- _Parts of the exercise_
1. Translate this sentence from the essay on femme and disability identity into Spanish: "We need to make the distinction between descriptively femme and politically femme."
2. Rewrite the essay on femme and disability identity from "And just to" up to and including "politically as disabled.", swapping "extremely" for "deeply".

- _Given text_
Many people assume that I identify as femme and even call me femme, but the truth is that “femme” has not felt like a term where I belonged nor was it a place I wanted to be. I rarely see femme being done in a way that actually challenges and transforms gender, rather than colluding in an alternative enforcing of gender. Many of the people in this room are more invested in being beautiful and sexy than being magnificent. Even something as small as the time I nervously asked a comrade femme of color friend of mine to wear sneakers in solidarity with me, instead of her high heels, because I didn’t want to be the only one and didn’t want to get chided from other femmes of color about my shoes (as so often has happened). She said “no,” but she (of course) “totally didn’t think there was anything wrong with wearing sneakers.”
It seems so basic in our communities, but I think we need to stop making assumptions about each other’s identities and make distinctions between how someone identifies verses what someone’s lived experience is. We need to make the distinction between descriptively femme and politically femme.
In my disability justice work this comes up a lot. Especially for disabled women of color. Over and over I meet disabled women of color who do not identify as disabled, even though they have the lived reality of being disabled. And this is for many complicated reasons around race, ability, gender, access, etc. it can be very dangerous to identify as disabled when your survival depends on you denying it.
When I say “descriptively disabled”, I mean someone who has the lived experience of being disabled. They may not talk about ableism, discrimination or even call them selves “disabled,” but they know what it feels like to use a wheelchair, experience chronic pain, have people stare at you, be institutionalized, walk with a brace, be isolated, etc. There are many people who are descriptively disabled who never become or identify as “politically disabled.” When I say “politically disabled,” I mean someone who is descriptively disabled and has a political understanding about that lived experience. I mean someone who has an analysis about ableism, power, privilege, who feels connected to and is in solidarity with other disabled people (regardless of whatever language you use). I mean someone who thinks of disability as a political identity/experience, grounded in their descriptive lived experience. (The same is true for descriptively queer, descriptively woman of color, descriptively adoptee and so on.)
And just to be clear, I believe that in order to politically identify as queer, disabled, femme, woman of color, one needs to have a descriptive lived experience to ground it in. my political identities come directly out of my lived experience. I never used to identify as disabled (period), even though my life was extremely disabled. It was not until 1998 that I even started to describe myself as disabled—and even then, it was only descriptively. It wasn’t until 2002 that I started identifying politically as disabled.
Doing disability justice work, we struggle with creating spaces that are based on how one identifies, because often times, the disabled people who identify as “(politically) disabled” are often white disabled people. As people with multiple oppressed identities doing work with (our) folks on the margins of the margins of the margins, we need to think carefully about how we are inviting people into spaces and how we meet people where they’re at.

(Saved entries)
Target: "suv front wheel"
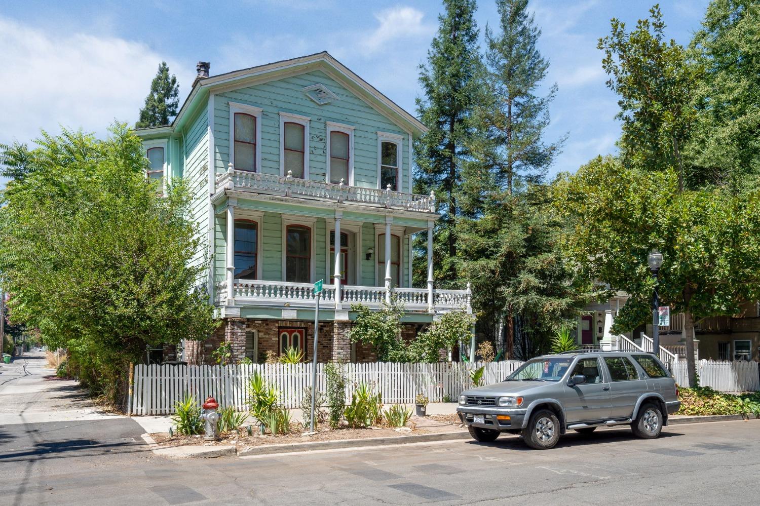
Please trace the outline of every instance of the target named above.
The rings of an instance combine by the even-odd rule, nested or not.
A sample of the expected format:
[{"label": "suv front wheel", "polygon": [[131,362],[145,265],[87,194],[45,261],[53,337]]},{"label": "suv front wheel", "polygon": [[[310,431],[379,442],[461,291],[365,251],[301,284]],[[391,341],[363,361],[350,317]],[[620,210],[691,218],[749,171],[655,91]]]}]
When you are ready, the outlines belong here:
[{"label": "suv front wheel", "polygon": [[559,441],[559,420],[554,412],[539,410],[530,416],[522,430],[523,440],[531,448],[548,450]]},{"label": "suv front wheel", "polygon": [[631,429],[637,438],[654,439],[663,430],[663,413],[656,404],[647,403],[641,406],[636,419],[631,424]]}]

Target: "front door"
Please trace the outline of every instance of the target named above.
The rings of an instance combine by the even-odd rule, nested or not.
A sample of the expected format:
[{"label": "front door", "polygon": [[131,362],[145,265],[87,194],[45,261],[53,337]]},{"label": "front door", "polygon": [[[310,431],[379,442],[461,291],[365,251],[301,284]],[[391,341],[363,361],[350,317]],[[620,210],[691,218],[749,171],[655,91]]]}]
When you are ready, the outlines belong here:
[{"label": "front door", "polygon": [[581,344],[594,344],[594,317],[590,315],[581,318]]},{"label": "front door", "polygon": [[568,423],[608,419],[612,410],[610,383],[602,374],[599,359],[578,359],[570,378],[576,375],[585,376],[586,382],[575,387],[565,387],[567,401],[565,413]]}]

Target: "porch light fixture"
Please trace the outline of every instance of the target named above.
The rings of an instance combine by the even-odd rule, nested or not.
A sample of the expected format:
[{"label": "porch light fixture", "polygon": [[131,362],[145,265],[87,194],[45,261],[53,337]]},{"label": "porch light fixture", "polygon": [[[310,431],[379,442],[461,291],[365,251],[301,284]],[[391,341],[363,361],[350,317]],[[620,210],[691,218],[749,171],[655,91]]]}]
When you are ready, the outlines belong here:
[{"label": "porch light fixture", "polygon": [[663,254],[657,249],[653,249],[647,257],[649,270],[654,278],[654,293],[652,296],[652,351],[654,356],[660,356],[660,300],[657,296],[657,274],[663,264]]}]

- _Task solutions_
1. Necesitamos hacer la distinción entre femme descriptivamente y femme políticamente.

2.
And just to be clear, I believe that in order to politically identify as queer, disabled, femme, woman of color, one needs to have a descriptive lived experience to ground it in. my political identities come directly out of my lived experience. I never used to identify as disabled (period), even though my life was deeply disabled. It was not until 1998 that I even started to describe myself as disabled—and even then, it was only descriptively. It wasn’t until 2002 that I started identifying politically as disabled.